READING TEXT:
_____
Clayman and his colleagues drew a sample of four news conferences per year, 1953-2000, coding the questions that reporters asked according to their active versus passive content, their directness, their assertiveness, their adversarialness, and their calling upon the president for justification of his policies or actions. They then related these scores to a wide array of situational factors that they hypothesized to underlie differences from news conference to news conference in the aggressiveness of the reporters’ questions. These analyses revealed that:

  • Over the period encompassed by the study, which ranged from the beginning of Eisenhower’s first term — the photo above is from his first press conference — to the end of Clinton’s second term, reporters’ aggressiveness increased significantly.
  • Second-term news conferences evoked more aggressive questioning than their first-term counterparts, though no short-run “honeymoon” effect surfaced during a president’s first term.
_____
DATA LINES:
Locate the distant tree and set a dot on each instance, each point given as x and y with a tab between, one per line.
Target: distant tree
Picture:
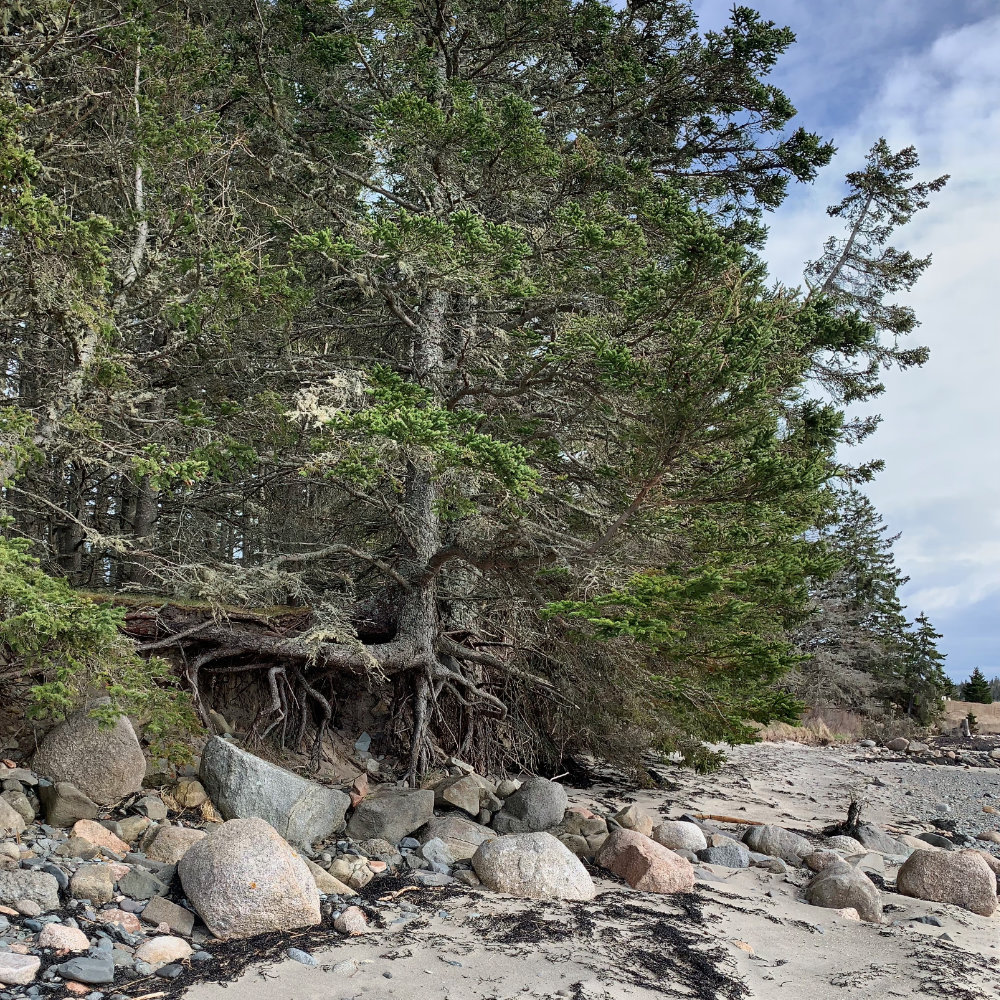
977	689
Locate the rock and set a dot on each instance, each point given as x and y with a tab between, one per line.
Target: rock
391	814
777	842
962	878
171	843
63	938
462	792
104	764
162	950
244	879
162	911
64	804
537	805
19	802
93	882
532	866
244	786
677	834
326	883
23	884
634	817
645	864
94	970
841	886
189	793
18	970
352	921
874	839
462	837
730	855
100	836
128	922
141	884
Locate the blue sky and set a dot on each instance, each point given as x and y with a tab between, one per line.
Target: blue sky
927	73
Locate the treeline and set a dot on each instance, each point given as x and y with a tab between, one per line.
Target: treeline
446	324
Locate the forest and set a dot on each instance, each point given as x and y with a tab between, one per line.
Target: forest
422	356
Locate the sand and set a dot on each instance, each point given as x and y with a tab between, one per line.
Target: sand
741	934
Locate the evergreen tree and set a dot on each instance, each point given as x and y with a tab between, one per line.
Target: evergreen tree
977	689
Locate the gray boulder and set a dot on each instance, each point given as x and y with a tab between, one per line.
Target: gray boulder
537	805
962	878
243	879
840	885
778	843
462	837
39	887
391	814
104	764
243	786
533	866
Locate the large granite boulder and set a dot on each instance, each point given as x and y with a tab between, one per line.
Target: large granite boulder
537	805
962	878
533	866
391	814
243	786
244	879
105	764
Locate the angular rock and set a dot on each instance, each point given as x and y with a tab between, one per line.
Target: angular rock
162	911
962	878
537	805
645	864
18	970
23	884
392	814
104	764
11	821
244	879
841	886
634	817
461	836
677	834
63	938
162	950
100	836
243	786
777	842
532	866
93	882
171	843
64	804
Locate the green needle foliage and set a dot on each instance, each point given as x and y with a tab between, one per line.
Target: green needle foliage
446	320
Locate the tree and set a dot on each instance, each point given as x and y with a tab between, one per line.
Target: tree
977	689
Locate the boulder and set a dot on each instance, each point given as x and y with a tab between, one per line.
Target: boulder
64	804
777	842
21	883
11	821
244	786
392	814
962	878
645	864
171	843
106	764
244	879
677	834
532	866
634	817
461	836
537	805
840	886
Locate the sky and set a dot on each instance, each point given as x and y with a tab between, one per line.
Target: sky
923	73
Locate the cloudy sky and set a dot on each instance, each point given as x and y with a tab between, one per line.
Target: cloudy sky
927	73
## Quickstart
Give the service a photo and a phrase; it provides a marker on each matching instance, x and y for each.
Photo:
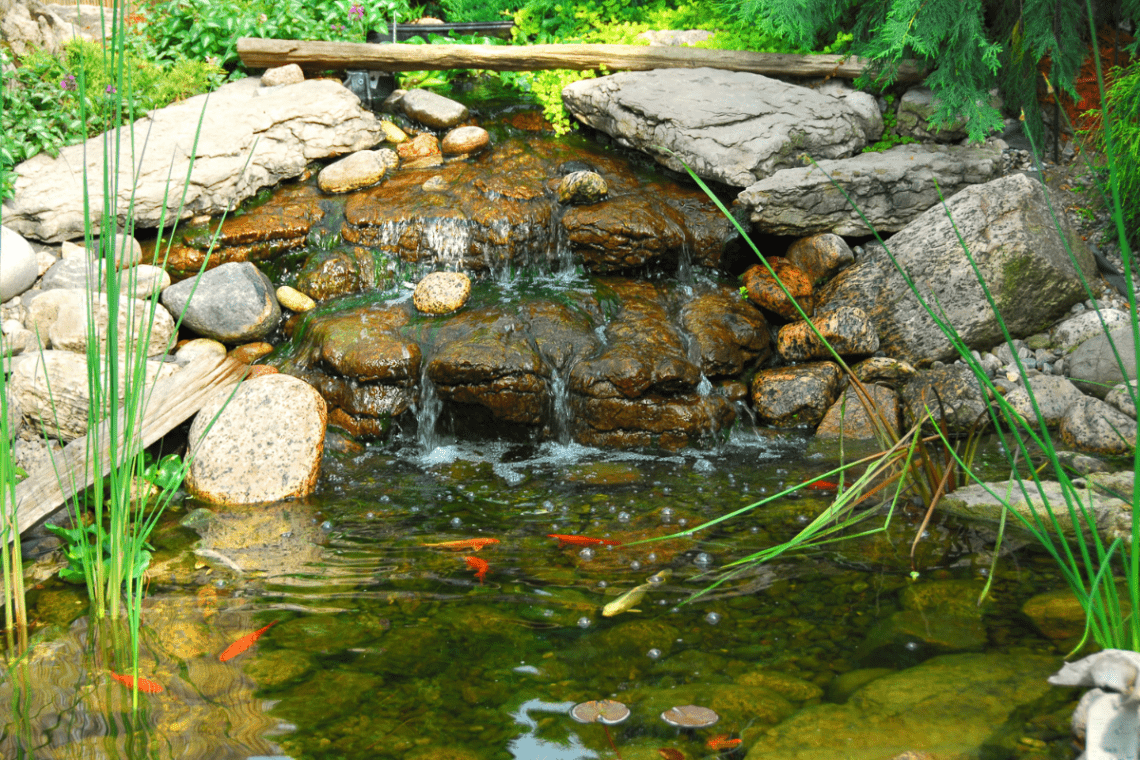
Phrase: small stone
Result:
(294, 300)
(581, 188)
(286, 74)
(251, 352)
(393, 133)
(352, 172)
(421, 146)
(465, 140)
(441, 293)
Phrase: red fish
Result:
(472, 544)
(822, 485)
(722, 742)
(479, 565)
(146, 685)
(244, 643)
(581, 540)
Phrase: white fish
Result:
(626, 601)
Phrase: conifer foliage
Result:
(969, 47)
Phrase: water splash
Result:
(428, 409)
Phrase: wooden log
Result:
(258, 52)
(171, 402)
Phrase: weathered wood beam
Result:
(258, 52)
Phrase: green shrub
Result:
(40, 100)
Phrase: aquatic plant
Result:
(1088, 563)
_____
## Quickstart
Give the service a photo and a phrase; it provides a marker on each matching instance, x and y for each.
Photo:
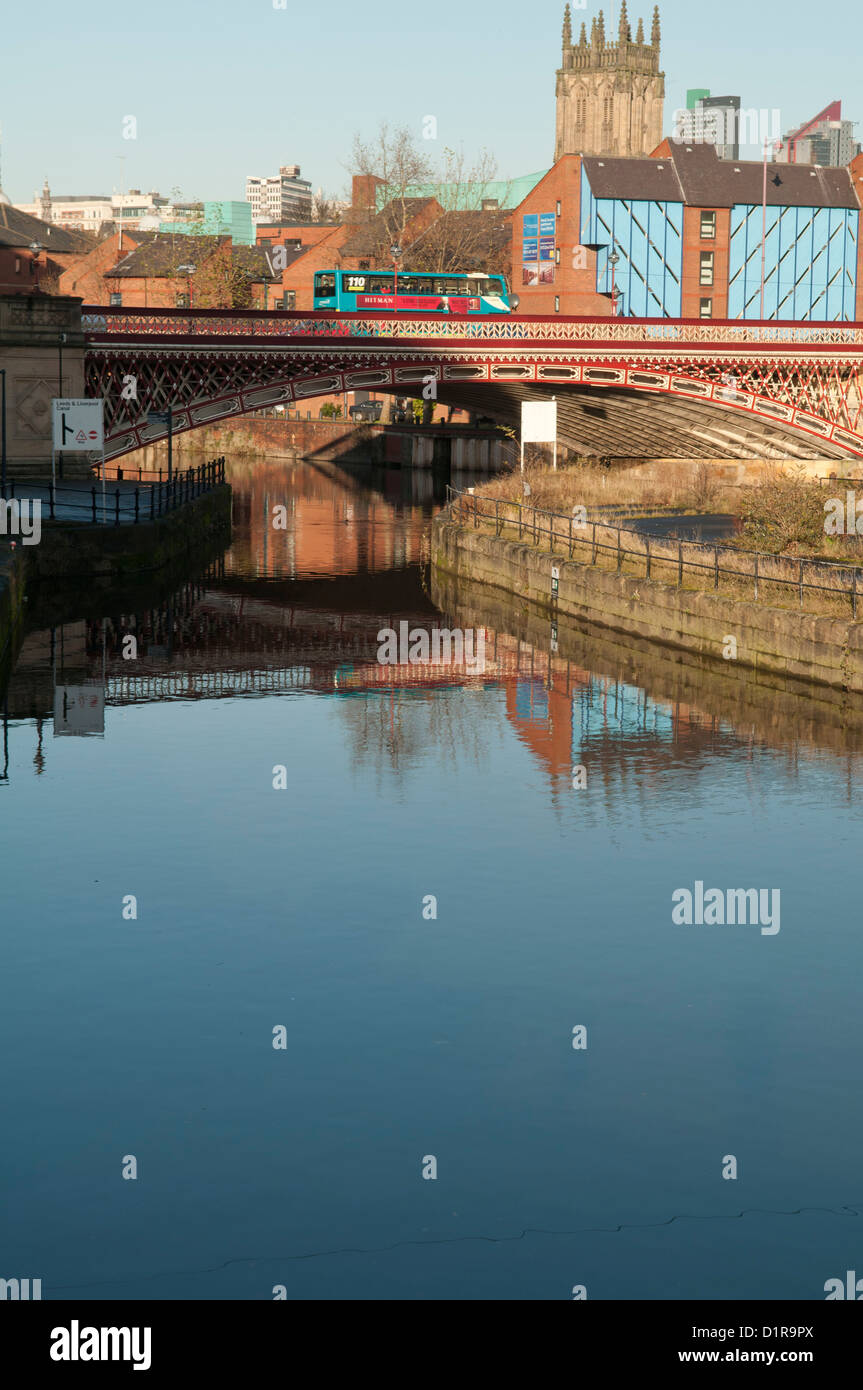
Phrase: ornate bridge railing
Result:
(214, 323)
_____
PROBLEMS:
A. Reproduce the passage on presidential news conferences from "Clayman and his" up to and including "aggressiveness increased significantly.".
B. Decide whether each statement agrees with the passage on presidential news conferences, answering yes or no and quoting the words from the passage that settle it: (i) The study sampled four news conferences per year from 1953 to 2000. (ii) Reporters' questions grew less aggressive over the period of the study. (iii) A short-run honeymoon effect appeared during a president's first term.
C. Rewrite the paragraph of the passage on presidential news conferences that begins "Clayman and his colleagues drew" in a shorter form, keeping its main facts.
The material placed after the passage on presidential news conferences was taken from a different source.

ANSWERS GIVEN:
A.
Clayman and his colleagues drew a sample of four news conferences per year, 1953-2000, coding the questions that reporters asked according to their active versus passive content, their directness, their assertiveness, their adversarialness, and their calling upon the president for justification of his policies or actions. They then related these scores to a wide array of situational factors that they hypothesized to underlie differences from news conference to news conference in the aggressiveness of the reporters’ questions. These analyses revealed that:

  • Over the period encompassed by the study, which ranged from the beginning of Eisenhower’s first term — the photo above is from his first press conference — to the end of Clinton’s second term, reporters’ aggressiveness increased significantly.

B.
(i) Yes: "a sample of four news conferences per year, 1953-2000"
(ii) No: "reporters’ aggressiveness increased significantly"
(iii) No: "no short-run “honeymoon” effect surfaced during a president’s first term"

C. Clayman and colleagues sampled four news conferences a year from 1953 to 2000. They coded reporters' questions for active versus passive content, directness, assertiveness, adversarialness, and calls for the president to justify his policies or actions. They then linked these scores to situational factors they hypothesized to explain why question aggressiveness varied from one conference to another.